_Records for processing_:
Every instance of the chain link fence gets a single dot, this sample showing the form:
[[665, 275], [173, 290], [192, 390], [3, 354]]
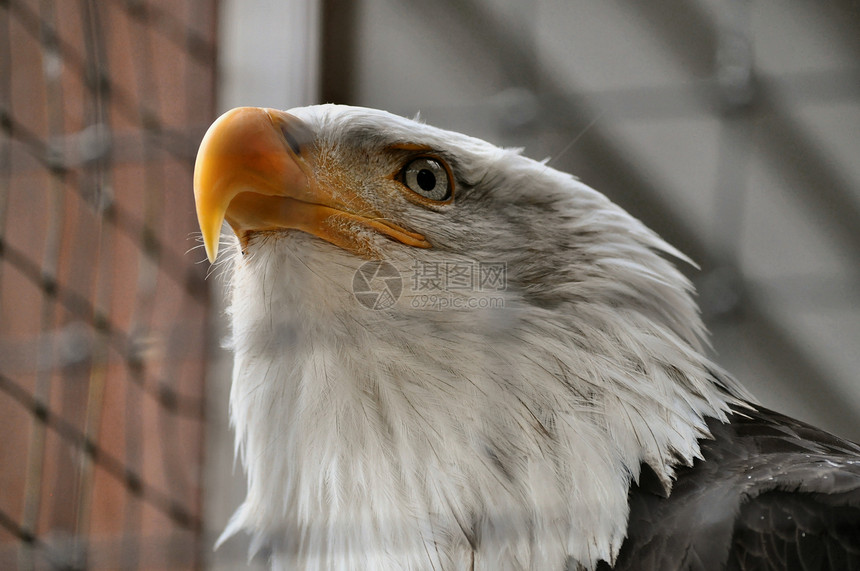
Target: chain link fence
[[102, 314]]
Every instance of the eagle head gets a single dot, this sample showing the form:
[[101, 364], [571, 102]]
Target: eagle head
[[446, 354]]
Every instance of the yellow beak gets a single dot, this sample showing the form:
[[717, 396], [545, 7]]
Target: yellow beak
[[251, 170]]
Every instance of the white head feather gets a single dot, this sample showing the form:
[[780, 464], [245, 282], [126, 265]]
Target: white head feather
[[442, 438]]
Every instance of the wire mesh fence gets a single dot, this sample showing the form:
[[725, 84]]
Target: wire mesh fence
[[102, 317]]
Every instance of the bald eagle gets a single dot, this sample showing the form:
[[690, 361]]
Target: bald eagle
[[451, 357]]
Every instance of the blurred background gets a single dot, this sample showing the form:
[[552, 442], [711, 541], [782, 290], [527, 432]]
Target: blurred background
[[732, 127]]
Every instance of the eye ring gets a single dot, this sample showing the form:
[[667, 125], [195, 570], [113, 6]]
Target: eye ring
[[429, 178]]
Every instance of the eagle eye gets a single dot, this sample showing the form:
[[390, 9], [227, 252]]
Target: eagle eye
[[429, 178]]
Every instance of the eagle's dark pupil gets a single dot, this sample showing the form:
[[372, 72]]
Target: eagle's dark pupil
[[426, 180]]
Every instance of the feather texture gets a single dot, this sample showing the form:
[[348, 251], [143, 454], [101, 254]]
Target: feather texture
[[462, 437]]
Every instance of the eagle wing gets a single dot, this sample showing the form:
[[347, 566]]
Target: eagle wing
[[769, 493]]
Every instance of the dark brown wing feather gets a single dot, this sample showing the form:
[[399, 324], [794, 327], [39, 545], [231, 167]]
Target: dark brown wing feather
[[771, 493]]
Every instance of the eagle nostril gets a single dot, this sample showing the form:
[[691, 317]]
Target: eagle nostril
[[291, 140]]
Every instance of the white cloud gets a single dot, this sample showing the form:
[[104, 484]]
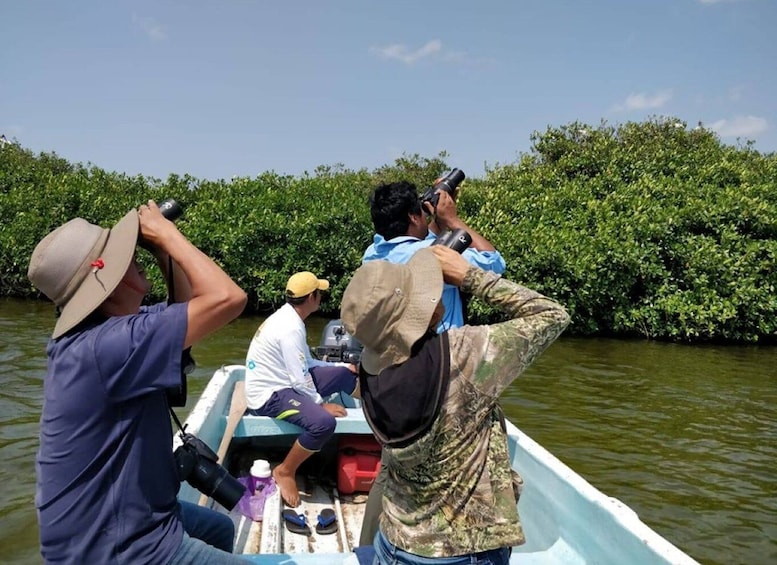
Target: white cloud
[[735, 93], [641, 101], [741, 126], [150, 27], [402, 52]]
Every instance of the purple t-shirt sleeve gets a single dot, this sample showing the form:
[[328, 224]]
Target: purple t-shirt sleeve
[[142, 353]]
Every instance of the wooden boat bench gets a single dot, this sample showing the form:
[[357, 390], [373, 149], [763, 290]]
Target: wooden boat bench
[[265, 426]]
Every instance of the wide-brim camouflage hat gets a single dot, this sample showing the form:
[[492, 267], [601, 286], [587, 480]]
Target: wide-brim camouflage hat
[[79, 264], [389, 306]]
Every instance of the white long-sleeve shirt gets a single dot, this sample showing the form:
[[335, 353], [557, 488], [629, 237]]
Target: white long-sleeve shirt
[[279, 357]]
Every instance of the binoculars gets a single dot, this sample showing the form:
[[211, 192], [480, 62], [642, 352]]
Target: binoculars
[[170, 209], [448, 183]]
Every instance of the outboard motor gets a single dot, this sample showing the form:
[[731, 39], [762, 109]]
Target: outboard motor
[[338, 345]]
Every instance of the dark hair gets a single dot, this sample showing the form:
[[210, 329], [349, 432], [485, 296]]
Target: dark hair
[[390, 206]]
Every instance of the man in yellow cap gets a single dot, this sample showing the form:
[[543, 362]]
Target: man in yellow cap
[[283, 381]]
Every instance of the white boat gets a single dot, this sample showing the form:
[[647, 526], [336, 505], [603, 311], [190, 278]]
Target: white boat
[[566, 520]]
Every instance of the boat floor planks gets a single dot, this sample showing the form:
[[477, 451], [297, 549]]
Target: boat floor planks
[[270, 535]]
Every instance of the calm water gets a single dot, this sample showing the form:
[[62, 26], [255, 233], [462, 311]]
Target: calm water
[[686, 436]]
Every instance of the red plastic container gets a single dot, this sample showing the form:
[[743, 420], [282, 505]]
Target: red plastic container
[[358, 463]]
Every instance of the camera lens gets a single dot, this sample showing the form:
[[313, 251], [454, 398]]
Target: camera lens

_Problem requirements_: Render all the data above as a JSON list of strings, one string per line, leaving out blank lines and the pictures.

_Problem solution_:
[
  "Every instance of the chain link fence gets a single dot, this sample showing the form:",
  "[[665, 275], [173, 290], [192, 390], [3, 354]]",
  "Target: chain link fence",
  "[[102, 314]]",
  "Every instance of the eagle head gets a single dot, this sample showing the form:",
  "[[101, 364], [571, 102]]",
  "Target: eagle head",
  "[[446, 354]]",
  "Every instance of the yellow beak gets a single dot, this sample showing the form:",
  "[[717, 396], [545, 7]]",
  "Target: yellow beak",
  "[[251, 170]]",
  "Every instance of the white head feather gets a single dot, this sample showing the form:",
  "[[780, 464], [245, 282], [126, 265]]",
  "Target: white head feather",
  "[[442, 438]]",
  "Every instance of the wire mesh fence gets a single dot, this sample showing the form:",
  "[[725, 84]]",
  "Target: wire mesh fence",
  "[[102, 317]]",
  "Every instance of the bald eagle gets a single dot, this sample showing the form:",
  "[[690, 361]]",
  "Target: bald eagle",
  "[[451, 357]]",
  "Every instance of the blurred background gets a single dot, this sample showing the form:",
  "[[552, 442], [711, 541], [782, 290], [527, 432]]",
  "Target: blurred background",
  "[[732, 127]]",
  "Every instance of the eye ring gets a single dot, this sample showing the form:",
  "[[667, 125], [195, 570], [113, 6]]",
  "Target: eye ring",
  "[[429, 178]]",
  "Every instance of the eagle eye gets a single dot, this sample showing the form:",
  "[[390, 9], [227, 252]]",
  "Target: eagle eye",
  "[[429, 178]]",
  "Every instance of the eagle's dark pupil gets a single dot, this sample showing the form:",
  "[[372, 72]]",
  "Target: eagle's dark pupil",
  "[[426, 180]]",
  "Every instance of the feather texture gets a single dot, this sample showing the form:",
  "[[348, 251], [143, 454], [101, 254]]",
  "Target: feather texture",
  "[[462, 437]]",
  "Every instance of the eagle wing gets a single dot, this sample showing the form:",
  "[[347, 566]]",
  "Target: eagle wing",
  "[[769, 493]]",
  "Every instance of the dark brown wing feather gets a single dot, this sample showing the form:",
  "[[399, 324], [794, 327], [39, 545], [231, 167]]",
  "Target: dark brown wing feather",
  "[[771, 493]]",
  "Every instance of the eagle nostril gets a single dot, this sample showing the form:",
  "[[691, 317]]",
  "Target: eagle nostril",
  "[[291, 140]]",
  "Every instance of the white cloud gets a single dot, this sample showing the form:",
  "[[104, 484]]",
  "Target: white cloud",
  "[[735, 93], [641, 101], [741, 126], [150, 27], [402, 52]]",
  "Every instance of the purple t-shirt sleeve gets a single dot, this sample showing the form:",
  "[[328, 224]]",
  "Target: purple t-shirt sleeve",
  "[[142, 353]]",
  "Every instance of the wooden boat bench gets a single dot, this sample showing the form:",
  "[[357, 390], [373, 149], [763, 290]]",
  "Target: wooden boat bench",
  "[[265, 426]]",
  "Every instance of the wide-brim camouflage hat gets a single dot, this sample showing the form:",
  "[[492, 267], [601, 286], [587, 480]]",
  "Target: wide-brim camouflage hat",
  "[[79, 264], [389, 306]]",
  "Every instance of the white long-sleeve shirt gets a single dot, this sample showing the form:",
  "[[335, 353], [557, 488], [629, 237]]",
  "Target: white long-sleeve shirt",
  "[[279, 357]]",
  "Every instance of the binoculars gets a single dot, this sample showing the form:",
  "[[211, 192], [480, 62], [642, 352]]",
  "Target: binoculars",
  "[[170, 209], [448, 183]]",
  "Every instance of the outboard motor gets a single dot, this sample showing the form:",
  "[[731, 39], [762, 109]]",
  "Target: outboard motor",
  "[[338, 345]]",
  "Every instance of the dark hair gets a single dot, this sample showing the form:",
  "[[210, 329], [349, 432], [485, 296]]",
  "Target: dark hair",
  "[[390, 206]]",
  "Every instance of the man in yellow cap gets a single dot, this sample showing the form:",
  "[[543, 362]]",
  "Target: man in yellow cap",
  "[[283, 381]]",
  "Every instance of the white boat gets a single dot, this sample showing the form:",
  "[[647, 526], [336, 505], [603, 311], [190, 278]]",
  "Target: white boat",
  "[[566, 520]]",
  "Every instance of the boat floor planks gets a single dot, this sample showing the form:",
  "[[477, 451], [297, 549]]",
  "Target: boat floor planks",
  "[[270, 535]]",
  "Every instance of the calm water gets a single dot, this sample showing the form:",
  "[[62, 26], [255, 233], [462, 311]]",
  "Target: calm water",
  "[[686, 436]]",
  "Every instance of the red plastic container gets a single dot, this sample showing the form:",
  "[[743, 420], [282, 505]]",
  "Target: red plastic container",
  "[[358, 463]]",
  "Every instance of the camera lens gets a single dot, this sample showing the form:",
  "[[313, 251], [454, 398]]",
  "Target: camera lens"
]